Written problem: Render every line of the records below as a JSON list of strings, one string per line, with blank lines omitted.

Records to use:
◆ ◆ ◆
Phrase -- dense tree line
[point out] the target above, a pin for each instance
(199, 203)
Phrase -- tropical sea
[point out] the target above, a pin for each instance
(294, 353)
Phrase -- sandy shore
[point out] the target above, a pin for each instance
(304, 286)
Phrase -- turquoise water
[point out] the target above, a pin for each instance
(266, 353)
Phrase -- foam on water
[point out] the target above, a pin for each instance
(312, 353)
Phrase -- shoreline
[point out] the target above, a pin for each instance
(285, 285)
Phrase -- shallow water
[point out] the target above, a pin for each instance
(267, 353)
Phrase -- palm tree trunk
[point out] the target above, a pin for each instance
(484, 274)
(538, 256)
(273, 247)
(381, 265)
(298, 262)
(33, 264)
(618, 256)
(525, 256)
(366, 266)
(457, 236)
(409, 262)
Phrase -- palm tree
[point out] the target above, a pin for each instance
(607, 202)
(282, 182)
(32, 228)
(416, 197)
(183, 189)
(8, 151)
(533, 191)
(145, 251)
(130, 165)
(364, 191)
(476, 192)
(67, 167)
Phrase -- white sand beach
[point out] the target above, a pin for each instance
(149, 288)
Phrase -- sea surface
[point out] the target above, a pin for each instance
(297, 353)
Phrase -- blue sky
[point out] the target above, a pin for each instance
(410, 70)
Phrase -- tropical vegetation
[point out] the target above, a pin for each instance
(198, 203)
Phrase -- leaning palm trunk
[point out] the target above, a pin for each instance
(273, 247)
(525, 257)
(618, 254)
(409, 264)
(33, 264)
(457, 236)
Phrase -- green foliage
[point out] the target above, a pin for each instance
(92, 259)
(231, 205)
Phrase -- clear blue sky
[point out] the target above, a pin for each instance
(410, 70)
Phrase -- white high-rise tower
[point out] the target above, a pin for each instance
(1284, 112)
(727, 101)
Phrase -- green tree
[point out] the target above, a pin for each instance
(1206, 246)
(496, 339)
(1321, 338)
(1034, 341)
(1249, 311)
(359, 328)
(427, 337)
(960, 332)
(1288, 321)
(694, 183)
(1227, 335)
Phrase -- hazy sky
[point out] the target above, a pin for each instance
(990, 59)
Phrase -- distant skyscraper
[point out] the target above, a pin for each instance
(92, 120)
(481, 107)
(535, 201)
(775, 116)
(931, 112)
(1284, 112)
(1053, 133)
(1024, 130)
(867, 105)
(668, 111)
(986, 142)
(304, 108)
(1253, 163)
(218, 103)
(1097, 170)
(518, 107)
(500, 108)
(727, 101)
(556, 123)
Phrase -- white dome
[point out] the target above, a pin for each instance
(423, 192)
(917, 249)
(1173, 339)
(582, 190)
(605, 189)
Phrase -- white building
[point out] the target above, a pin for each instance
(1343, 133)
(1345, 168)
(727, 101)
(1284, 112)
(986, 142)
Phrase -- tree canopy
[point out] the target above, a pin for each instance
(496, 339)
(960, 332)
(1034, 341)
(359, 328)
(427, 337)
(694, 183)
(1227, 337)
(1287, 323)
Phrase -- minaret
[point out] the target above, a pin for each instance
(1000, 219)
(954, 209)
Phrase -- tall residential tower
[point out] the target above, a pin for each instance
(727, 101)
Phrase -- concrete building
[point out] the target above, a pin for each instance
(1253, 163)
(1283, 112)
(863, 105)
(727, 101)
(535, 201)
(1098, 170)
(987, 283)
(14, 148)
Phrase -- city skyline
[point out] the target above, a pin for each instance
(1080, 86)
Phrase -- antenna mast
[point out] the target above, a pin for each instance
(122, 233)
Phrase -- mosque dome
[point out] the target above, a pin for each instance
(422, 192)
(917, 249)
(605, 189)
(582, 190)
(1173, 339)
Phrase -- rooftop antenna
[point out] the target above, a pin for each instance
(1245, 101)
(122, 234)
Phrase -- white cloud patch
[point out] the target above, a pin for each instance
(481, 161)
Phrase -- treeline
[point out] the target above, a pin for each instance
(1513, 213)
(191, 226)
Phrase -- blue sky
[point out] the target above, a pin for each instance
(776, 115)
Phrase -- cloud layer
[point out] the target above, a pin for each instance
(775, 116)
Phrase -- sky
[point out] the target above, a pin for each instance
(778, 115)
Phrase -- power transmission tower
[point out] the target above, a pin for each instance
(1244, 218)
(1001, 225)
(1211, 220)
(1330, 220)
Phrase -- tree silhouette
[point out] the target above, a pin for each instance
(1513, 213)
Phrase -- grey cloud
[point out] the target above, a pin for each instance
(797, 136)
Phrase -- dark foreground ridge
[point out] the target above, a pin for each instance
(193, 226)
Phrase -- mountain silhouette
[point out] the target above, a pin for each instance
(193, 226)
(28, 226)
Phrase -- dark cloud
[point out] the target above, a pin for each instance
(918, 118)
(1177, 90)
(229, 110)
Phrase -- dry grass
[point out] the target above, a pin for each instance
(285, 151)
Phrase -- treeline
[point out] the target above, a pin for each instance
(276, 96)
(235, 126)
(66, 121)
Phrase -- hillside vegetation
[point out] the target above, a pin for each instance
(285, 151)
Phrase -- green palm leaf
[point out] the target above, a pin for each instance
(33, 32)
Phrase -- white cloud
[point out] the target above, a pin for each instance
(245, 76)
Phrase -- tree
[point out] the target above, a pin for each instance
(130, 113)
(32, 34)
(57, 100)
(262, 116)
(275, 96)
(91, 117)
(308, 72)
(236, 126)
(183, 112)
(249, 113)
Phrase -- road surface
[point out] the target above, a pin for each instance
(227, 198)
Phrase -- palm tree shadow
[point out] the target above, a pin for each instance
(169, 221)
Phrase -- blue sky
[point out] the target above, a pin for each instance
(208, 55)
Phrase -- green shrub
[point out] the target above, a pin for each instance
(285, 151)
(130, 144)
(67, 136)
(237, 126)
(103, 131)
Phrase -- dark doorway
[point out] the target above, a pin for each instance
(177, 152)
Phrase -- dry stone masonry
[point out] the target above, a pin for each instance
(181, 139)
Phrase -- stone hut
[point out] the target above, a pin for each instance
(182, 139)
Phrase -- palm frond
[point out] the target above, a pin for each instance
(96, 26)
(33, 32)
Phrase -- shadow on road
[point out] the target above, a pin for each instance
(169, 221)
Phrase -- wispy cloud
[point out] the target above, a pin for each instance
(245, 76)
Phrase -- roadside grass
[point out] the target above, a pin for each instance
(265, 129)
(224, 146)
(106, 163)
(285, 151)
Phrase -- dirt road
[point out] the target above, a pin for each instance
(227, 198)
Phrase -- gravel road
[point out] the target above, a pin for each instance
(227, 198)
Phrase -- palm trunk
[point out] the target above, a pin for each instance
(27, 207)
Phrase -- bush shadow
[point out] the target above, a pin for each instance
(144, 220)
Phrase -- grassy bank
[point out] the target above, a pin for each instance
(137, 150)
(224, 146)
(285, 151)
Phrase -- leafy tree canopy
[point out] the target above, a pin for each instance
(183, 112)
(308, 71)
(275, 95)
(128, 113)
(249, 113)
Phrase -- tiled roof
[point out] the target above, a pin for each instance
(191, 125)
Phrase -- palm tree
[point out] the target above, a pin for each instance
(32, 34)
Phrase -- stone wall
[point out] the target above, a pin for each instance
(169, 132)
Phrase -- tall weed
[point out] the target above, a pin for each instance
◆ ◆ ◆
Result of this task:
[
  "Phrase -- dense tree line",
  "[point out] the target above, a pin for each instance",
  "(199, 203)",
  "Phrase -- tropical sea",
  "[point out] the target above, a pin for each instance",
  "(294, 353)",
  "Phrase -- sandy shore",
  "[point out] the target above, a pin for each instance",
  "(304, 286)",
  "Phrase -- turquoise water",
  "[point out] the target above, a pin for each instance",
  "(266, 353)",
  "Phrase -- foam on water",
  "[point out] the target above, a pin for each instance",
  "(312, 353)",
  "Phrase -- shoreline",
  "[point out] the target above, a pin for each instance",
  "(285, 285)",
  "Phrase -- shallow water",
  "[point out] the target above, a pin for each instance",
  "(267, 353)",
  "Phrase -- palm tree trunk",
  "[point out] the target above, a pin for each instance",
  "(484, 274)",
  "(538, 256)",
  "(273, 247)",
  "(381, 265)",
  "(298, 262)",
  "(33, 264)",
  "(618, 256)",
  "(525, 256)",
  "(366, 266)",
  "(457, 236)",
  "(409, 262)",
  "Phrase -- palm tree",
  "[point out] the target above, a pin for each instance",
  "(607, 202)",
  "(282, 182)",
  "(32, 228)",
  "(416, 197)",
  "(183, 189)",
  "(8, 151)",
  "(533, 191)",
  "(145, 251)",
  "(130, 165)",
  "(364, 191)",
  "(476, 192)",
  "(67, 167)",
  "Phrase -- white sand beach",
  "[point out] the target above, a pin for each instance",
  "(149, 288)",
  "Phrase -- sea surface",
  "[point out] the target above, a pin for each instance",
  "(297, 353)",
  "Phrase -- blue sky",
  "[point out] the target above, a pin for each instance",
  "(410, 70)",
  "Phrase -- tropical vegetation",
  "[point out] the target above, a pin for each instance",
  "(198, 203)",
  "Phrase -- leaning palm trunk",
  "[point out] the target above, a pin for each instance",
  "(273, 247)",
  "(525, 257)",
  "(618, 254)",
  "(409, 264)",
  "(33, 264)",
  "(457, 236)",
  "Phrase -- green foliage",
  "[point out] the target above, a pin for each instance",
  "(92, 259)",
  "(231, 205)",
  "Phrase -- clear blue sky",
  "[point out] the target above, a pin for each instance",
  "(410, 70)",
  "Phrase -- white high-rise tower",
  "[point out] the target above, a pin for each instance",
  "(1284, 112)",
  "(727, 101)",
  "Phrase -- green tree",
  "[point out] the target above, a pin for each instance",
  "(1206, 246)",
  "(496, 339)",
  "(1321, 338)",
  "(1034, 341)",
  "(1249, 311)",
  "(359, 328)",
  "(427, 337)",
  "(960, 332)",
  "(1288, 321)",
  "(694, 183)",
  "(1227, 335)",
  "Phrase -- hazy sky",
  "[point out] the target above, a pin for each instance",
  "(990, 59)",
  "Phrase -- distant skyscraper",
  "[point out] the target above, a pin for each instance",
  "(92, 120)",
  "(481, 107)",
  "(535, 201)",
  "(775, 116)",
  "(931, 112)",
  "(1284, 112)",
  "(1053, 133)",
  "(1024, 130)",
  "(867, 105)",
  "(668, 111)",
  "(986, 142)",
  "(304, 108)",
  "(1253, 163)",
  "(218, 103)",
  "(1097, 170)",
  "(518, 107)",
  "(500, 108)",
  "(727, 101)",
  "(556, 123)",
  "Phrase -- white dome",
  "[point out] the target above, a pin for each instance",
  "(423, 192)",
  "(917, 249)",
  "(1173, 339)",
  "(582, 190)",
  "(605, 189)",
  "Phrase -- white building",
  "[point out] the target above, a pin for each instance",
  "(1343, 133)",
  "(1345, 168)",
  "(727, 101)",
  "(1284, 112)",
  "(986, 142)",
  "Phrase -- tree canopy",
  "[point out] the target above, a pin for each instance",
  "(496, 339)",
  "(960, 332)",
  "(1034, 341)",
  "(359, 328)",
  "(427, 337)",
  "(694, 183)",
  "(1227, 337)",
  "(1287, 323)",
  "Phrase -- minaret",
  "[point out] the target above, a pin for each instance",
  "(1000, 219)",
  "(954, 209)",
  "Phrase -- tall residential tower",
  "[point out] the target above, a pin for each instance",
  "(727, 101)",
  "Phrase -- concrete building",
  "[point out] the target above, a pin for each instance",
  "(1253, 163)",
  "(1283, 112)",
  "(863, 105)",
  "(727, 101)",
  "(535, 201)",
  "(1098, 170)",
  "(987, 283)",
  "(14, 148)",
  "Phrase -- city skyline",
  "[point out] the target above, a pin for each instance",
  "(1080, 86)",
  "Phrase -- antenna mast",
  "[point out] the target above, a pin for each instance",
  "(122, 233)",
  "Phrase -- mosque dome",
  "[point out] the target above, a pin for each instance",
  "(422, 192)",
  "(917, 249)",
  "(605, 189)",
  "(582, 190)",
  "(1173, 339)",
  "Phrase -- rooftop antenna",
  "[point out] the target above, a pin for each instance",
  "(1245, 101)",
  "(122, 234)",
  "Phrase -- white cloud patch",
  "[point out] the target above, a pin for each instance",
  "(481, 161)",
  "Phrase -- treeline",
  "[point out] the target above, a pin for each instance",
  "(1513, 213)",
  "(191, 226)",
  "Phrase -- blue sky",
  "[point out] the target above, a pin for each instance",
  "(776, 115)",
  "Phrase -- cloud layer",
  "[point out] the target above, a pin for each instance",
  "(775, 116)",
  "Phrase -- sky",
  "[point out] the target above, a pin for each instance",
  "(778, 115)",
  "Phrase -- power transmission tower",
  "[point out] the target above, a pin for each instance",
  "(1244, 218)",
  "(1001, 225)",
  "(1211, 220)",
  "(1330, 220)",
  "Phrase -- tree silhouette",
  "[point out] the target above, a pin for each instance",
  "(1513, 213)",
  "Phrase -- grey cloud",
  "[point out] the target above, a pin for each instance",
  "(797, 136)",
  "Phrase -- dark foreground ridge",
  "[point out] the target above, a pin for each instance",
  "(193, 226)",
  "Phrase -- mountain silhouette",
  "[point out] the target above, a pin for each instance",
  "(193, 226)",
  "(28, 226)",
  "Phrase -- dark cloud",
  "[point out] the target above, a pin for each instance",
  "(918, 118)",
  "(1177, 90)",
  "(229, 110)",
  "Phrase -- dry grass",
  "[point out] the target above, a pin for each instance",
  "(285, 151)",
  "Phrase -- treeline",
  "[point out] the target above, a pin for each instance",
  "(276, 96)",
  "(235, 126)",
  "(66, 121)",
  "Phrase -- hillside vegetation",
  "[point out] the target above, a pin for each instance",
  "(285, 151)",
  "Phrase -- green palm leaf",
  "[point out] the target above, a pin for each instance",
  "(33, 32)",
  "Phrase -- white cloud",
  "[point out] the target above, a pin for each instance",
  "(245, 76)",
  "Phrase -- tree",
  "[point out] the target above, a pin for each instance",
  "(130, 113)",
  "(32, 34)",
  "(57, 100)",
  "(262, 116)",
  "(275, 96)",
  "(91, 117)",
  "(308, 72)",
  "(236, 126)",
  "(183, 112)",
  "(249, 113)",
  "Phrase -- road surface",
  "[point out] the target above, a pin for each instance",
  "(227, 198)",
  "Phrase -- palm tree shadow",
  "[point out] the target above, a pin for each instance",
  "(169, 221)",
  "Phrase -- blue sky",
  "[point out] the target above, a pin for each instance",
  "(208, 55)",
  "Phrase -- green shrub",
  "[point out] the target above, a pin for each instance",
  "(285, 151)",
  "(130, 144)",
  "(67, 136)",
  "(237, 126)",
  "(103, 131)",
  "Phrase -- dark doorway",
  "[point out] the target above, a pin for each instance",
  "(177, 152)",
  "Phrase -- dry stone masonry",
  "[point out] the target above, a pin for each instance",
  "(181, 139)",
  "Phrase -- stone hut",
  "[point out] the target above, a pin for each instance",
  "(182, 139)",
  "Phrase -- palm frond",
  "[point out] the target above, a pin for each instance",
  "(96, 26)",
  "(33, 32)",
  "Phrase -- shadow on road",
  "[point out] the target above, a pin for each instance",
  "(169, 221)",
  "Phrase -- wispy cloud",
  "[point out] the target above, a pin for each instance",
  "(245, 76)",
  "Phrase -- roadside grass",
  "[point out] the target above, a pin for each instance",
  "(265, 129)",
  "(224, 146)",
  "(106, 163)",
  "(285, 151)",
  "Phrase -- dirt road",
  "[point out] the target above, a pin for each instance",
  "(227, 198)",
  "Phrase -- gravel road",
  "[point out] the target above, a pin for each instance",
  "(227, 198)",
  "Phrase -- palm trunk",
  "[point out] the target above, a pin for each instance",
  "(27, 207)",
  "Phrase -- bush shadow",
  "[point out] the target above, a pin for each instance",
  "(144, 220)",
  "Phrase -- grassy bank",
  "[point out] the target above, a pin for each instance",
  "(137, 150)",
  "(224, 146)",
  "(285, 151)",
  "Phrase -- leafy tree canopy",
  "[point out] the target above, a pin for each instance",
  "(183, 112)",
  "(308, 71)",
  "(275, 95)",
  "(128, 113)",
  "(249, 113)",
  "Phrase -- tiled roof",
  "[point out] the target above, a pin for each instance",
  "(191, 125)",
  "Phrase -- palm tree",
  "[point out] the target above, a pin for each instance",
  "(32, 34)",
  "Phrase -- stone wall",
  "[point out] the target above, a pin for each instance",
  "(169, 132)",
  "Phrase -- tall weed",
  "[point out] the target above, a pin for each instance"
]